AIM OF THE TASK: Output every record word for word.

+---+

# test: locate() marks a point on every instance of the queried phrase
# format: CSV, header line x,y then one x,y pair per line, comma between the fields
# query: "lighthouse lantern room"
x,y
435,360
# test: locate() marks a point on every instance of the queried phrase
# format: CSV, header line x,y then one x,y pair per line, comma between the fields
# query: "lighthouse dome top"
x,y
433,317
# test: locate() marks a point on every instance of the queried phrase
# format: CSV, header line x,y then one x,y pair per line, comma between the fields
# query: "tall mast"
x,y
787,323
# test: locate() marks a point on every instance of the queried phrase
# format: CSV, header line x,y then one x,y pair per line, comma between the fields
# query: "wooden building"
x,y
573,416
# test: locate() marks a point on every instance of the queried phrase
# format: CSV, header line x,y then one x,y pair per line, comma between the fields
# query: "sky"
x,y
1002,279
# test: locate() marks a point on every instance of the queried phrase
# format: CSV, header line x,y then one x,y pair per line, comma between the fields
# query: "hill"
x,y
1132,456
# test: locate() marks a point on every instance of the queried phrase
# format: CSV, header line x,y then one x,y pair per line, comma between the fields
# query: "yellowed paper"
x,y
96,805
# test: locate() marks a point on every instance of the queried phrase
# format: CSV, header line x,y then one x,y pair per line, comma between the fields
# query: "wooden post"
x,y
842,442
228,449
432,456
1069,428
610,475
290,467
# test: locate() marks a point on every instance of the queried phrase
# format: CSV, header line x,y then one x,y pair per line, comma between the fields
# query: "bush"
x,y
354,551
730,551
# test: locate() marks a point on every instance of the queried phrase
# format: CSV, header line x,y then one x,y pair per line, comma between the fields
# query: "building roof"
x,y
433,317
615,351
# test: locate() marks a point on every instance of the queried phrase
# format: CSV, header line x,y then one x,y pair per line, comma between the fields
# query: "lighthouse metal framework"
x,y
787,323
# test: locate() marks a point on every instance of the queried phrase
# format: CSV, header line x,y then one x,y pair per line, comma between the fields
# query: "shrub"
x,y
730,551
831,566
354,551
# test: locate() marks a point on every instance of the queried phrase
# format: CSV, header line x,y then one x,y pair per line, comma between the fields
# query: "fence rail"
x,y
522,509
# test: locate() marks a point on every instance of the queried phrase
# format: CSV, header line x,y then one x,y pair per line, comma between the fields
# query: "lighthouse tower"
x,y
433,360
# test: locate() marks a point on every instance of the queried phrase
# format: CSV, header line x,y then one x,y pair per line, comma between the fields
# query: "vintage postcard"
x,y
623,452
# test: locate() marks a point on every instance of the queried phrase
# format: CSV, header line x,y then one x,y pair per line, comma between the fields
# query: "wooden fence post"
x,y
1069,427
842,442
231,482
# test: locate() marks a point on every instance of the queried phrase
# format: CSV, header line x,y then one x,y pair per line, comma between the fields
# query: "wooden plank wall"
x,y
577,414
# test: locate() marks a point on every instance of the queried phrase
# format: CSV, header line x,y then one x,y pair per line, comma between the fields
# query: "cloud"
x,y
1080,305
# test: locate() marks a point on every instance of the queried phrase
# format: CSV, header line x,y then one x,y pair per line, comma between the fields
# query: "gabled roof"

+---+

REPLY:
# test: locate() marks a point on every instance of the queried phrase
# format: CSV, header line x,y then one x,y pair per line, comma between the fields
# query: "lighthouse lantern room"
x,y
435,360
# test: locate() marks a point on every instance of the queried phrase
# format: CSV, header line x,y then one x,y pair per line, comma between the fields
# query: "lighthouse dome top"
x,y
433,317
# test: locate() marks a point on every instance of the queried phrase
# format: CSV, header line x,y then one x,y pair per line, comma between the fields
# query: "tall mast"
x,y
787,323
# test: locate() marks a point on every instance of the queried phrase
# format: CSV, header line x,y then one x,y pair per line, comma between the fields
# query: "wooden building"
x,y
573,416
# test: locate() marks a point on every instance of the queried phrase
# format: CSV, header line x,y then one x,y pair per line, comma between the fields
# query: "sky"
x,y
1002,279
# test: locate() marks a point on every instance of the queried phrase
# format: CSV, header line x,y then one x,y pair per line, comma between the fields
# query: "hill"
x,y
1132,456
# test: locate() marks a point on every instance of the queried phrase
# format: CSV, header line x,y then one x,y pair per line, comma between the fields
# query: "yellowed paper"
x,y
96,805
# test: locate() marks a point on every instance of the queried phrase
# format: CSV, header line x,y then one x,y pair per line, comma between the fields
# query: "wooden post"
x,y
842,442
228,449
432,456
1069,428
610,475
290,467
# test: locate() marks a point on every instance of the queried phrase
# format: CSV, header line x,y then one x,y pair per line, comma between the fields
# query: "bush"
x,y
354,551
730,551
# test: locate() marks a point on every instance of the queried phrase
# format: CSV, header line x,y then one x,y pair per line, comma between the fields
# query: "building roof"
x,y
433,317
615,351
# test: locate() marks a point on every instance of the queried phrase
# format: CSV, header line x,y then one x,y pair per line, comma between the fields
# query: "lighthouse metal framework"
x,y
787,323
# test: locate() marks a point on every instance of the queried phrase
# format: CSV, header line x,y then one x,y pair per line, comma between the fields
# query: "shrub"
x,y
730,551
831,566
354,551
# test: locate() marks a point on every instance of the queried phrase
# format: CSV, header line x,y then one x,y pair per line, comma between the fields
# query: "fence rail"
x,y
522,509
# test: locate() marks a point on every instance of the queried phrase
# format: CSV, header line x,y then one x,y pair per line, comma between the fields
# query: "lighthouse tower"
x,y
433,360
# test: locate() marks a point on every instance of the queried phrase
# format: CSV, header line x,y then one x,y pair per line, comma between the fields
# query: "vintage postcard"
x,y
623,452
# test: locate() marks a point on every instance of the queried phrase
# format: CSV, header line x,y then one x,y pair per line, comma between the fields
# query: "wooden fence post"
x,y
1069,427
842,442
231,482
# test: locate() marks a point on every instance of the queried phrase
# format: CSV, header line x,y then one x,y pair per line, comma between the fields
# query: "wooden plank wall"
x,y
577,414
# test: locate() marks a point on every instance of the queried phrase
# format: CSV, header line x,y then one x,y pair per line, comma between the fields
# query: "cloud"
x,y
1080,305
# test: locate() marks a point on every instance of the queried phrase
# format: CSV, header line x,y then one x,y pair per line, comma between the fields
# query: "gabled roof"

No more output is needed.